**Written instruction**
Can you return every line of the listing below unchanged, from first to last?

↓

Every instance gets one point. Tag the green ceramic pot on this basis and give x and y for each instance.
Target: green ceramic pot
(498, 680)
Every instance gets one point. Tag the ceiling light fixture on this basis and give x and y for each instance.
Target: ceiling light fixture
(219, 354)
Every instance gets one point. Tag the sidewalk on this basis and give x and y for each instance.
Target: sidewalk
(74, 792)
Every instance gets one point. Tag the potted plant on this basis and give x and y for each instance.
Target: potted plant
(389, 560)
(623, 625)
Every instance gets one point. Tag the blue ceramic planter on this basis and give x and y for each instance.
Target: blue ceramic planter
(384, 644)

↑

**Result of this task**
Every instance gets one point. Tag the green ceramic pot on this basis and give x and y for each instance.
Target: green ceramic pot
(498, 680)
Every instance gets one point. Tag the ceiling light fixture on this basis and give x and y for each instance.
Target: ceiling light fixture
(219, 354)
Every instance gets one point. Tag the sidewalk on this basis and give x and y for each instance.
Target: sidewalk
(74, 792)
Every instance gets one point. Tag the potted plant on this basis and give x and y for each instance.
Target: potted plant
(389, 560)
(623, 625)
Every instance gets one point. Tag the blue ceramic planter on this basis and give x and y for each instance.
Target: blue ceramic planter
(384, 644)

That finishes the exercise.